Find the lines below that contain the string "wrist". Copy each one.

____________

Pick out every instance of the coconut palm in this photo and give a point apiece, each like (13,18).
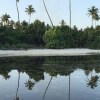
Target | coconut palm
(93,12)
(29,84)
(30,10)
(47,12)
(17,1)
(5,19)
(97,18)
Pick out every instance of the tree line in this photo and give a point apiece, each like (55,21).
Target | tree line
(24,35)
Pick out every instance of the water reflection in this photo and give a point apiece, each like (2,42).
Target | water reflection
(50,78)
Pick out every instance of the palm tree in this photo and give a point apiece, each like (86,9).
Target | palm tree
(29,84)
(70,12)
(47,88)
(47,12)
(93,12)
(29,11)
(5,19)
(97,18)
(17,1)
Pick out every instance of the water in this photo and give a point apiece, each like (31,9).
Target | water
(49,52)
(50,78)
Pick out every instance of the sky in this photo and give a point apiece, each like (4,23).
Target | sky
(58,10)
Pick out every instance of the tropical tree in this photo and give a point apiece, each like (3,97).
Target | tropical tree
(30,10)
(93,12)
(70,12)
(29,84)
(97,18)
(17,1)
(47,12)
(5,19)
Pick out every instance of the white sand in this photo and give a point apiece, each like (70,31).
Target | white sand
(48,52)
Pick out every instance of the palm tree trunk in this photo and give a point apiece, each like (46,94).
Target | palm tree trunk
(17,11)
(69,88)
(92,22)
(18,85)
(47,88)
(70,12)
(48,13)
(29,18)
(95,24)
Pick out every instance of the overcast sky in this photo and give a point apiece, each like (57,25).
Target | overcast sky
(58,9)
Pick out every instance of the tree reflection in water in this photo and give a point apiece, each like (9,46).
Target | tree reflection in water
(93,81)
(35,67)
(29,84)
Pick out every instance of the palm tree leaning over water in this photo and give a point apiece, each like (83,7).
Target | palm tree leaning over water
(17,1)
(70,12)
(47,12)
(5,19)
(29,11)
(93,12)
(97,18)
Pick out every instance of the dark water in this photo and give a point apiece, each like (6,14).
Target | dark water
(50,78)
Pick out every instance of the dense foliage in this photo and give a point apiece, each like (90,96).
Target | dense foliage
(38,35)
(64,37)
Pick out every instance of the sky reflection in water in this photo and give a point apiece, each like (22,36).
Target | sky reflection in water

____________

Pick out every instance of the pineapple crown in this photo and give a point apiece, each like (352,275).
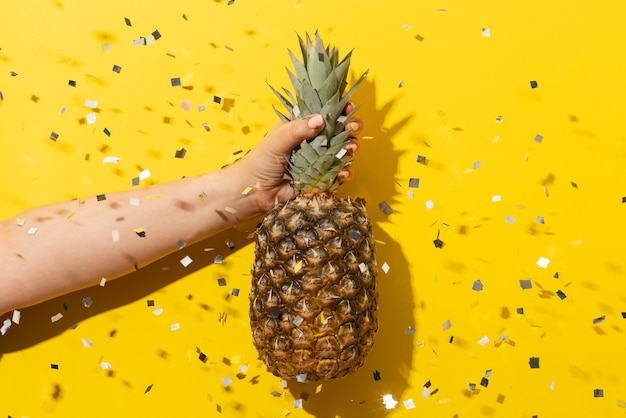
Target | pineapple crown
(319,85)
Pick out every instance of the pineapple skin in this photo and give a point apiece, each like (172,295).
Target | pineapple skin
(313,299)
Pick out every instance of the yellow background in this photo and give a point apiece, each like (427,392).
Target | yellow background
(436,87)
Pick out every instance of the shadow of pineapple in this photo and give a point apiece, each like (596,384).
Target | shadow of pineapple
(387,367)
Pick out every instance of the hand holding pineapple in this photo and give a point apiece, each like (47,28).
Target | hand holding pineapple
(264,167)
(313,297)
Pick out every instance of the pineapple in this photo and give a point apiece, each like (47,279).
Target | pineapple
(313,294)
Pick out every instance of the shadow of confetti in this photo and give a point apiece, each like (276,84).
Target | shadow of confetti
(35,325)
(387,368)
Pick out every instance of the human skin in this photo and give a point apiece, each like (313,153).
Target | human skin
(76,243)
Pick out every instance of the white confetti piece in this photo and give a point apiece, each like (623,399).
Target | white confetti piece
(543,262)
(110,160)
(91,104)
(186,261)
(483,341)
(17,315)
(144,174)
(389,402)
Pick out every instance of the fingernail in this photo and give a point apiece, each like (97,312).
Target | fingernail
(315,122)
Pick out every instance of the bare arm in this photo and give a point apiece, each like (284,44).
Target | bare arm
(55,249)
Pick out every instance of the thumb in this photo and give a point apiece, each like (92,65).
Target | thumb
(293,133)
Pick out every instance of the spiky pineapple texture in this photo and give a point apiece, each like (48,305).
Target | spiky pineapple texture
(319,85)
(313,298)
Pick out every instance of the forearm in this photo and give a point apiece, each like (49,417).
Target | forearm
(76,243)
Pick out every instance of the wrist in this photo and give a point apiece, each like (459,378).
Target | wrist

____________

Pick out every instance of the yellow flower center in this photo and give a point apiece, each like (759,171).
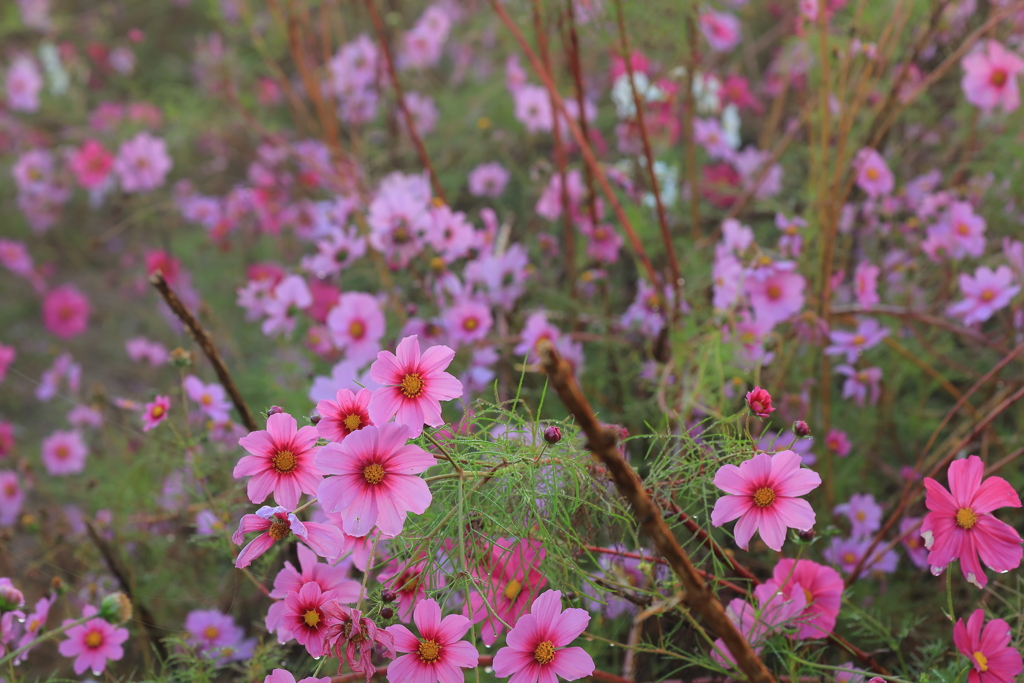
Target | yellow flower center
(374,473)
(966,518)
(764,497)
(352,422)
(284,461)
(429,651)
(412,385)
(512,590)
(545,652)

____________

_The completed task_
Pick out every instance of the wrist in this photo and give a point apiece, each like (459,378).
Target | wrist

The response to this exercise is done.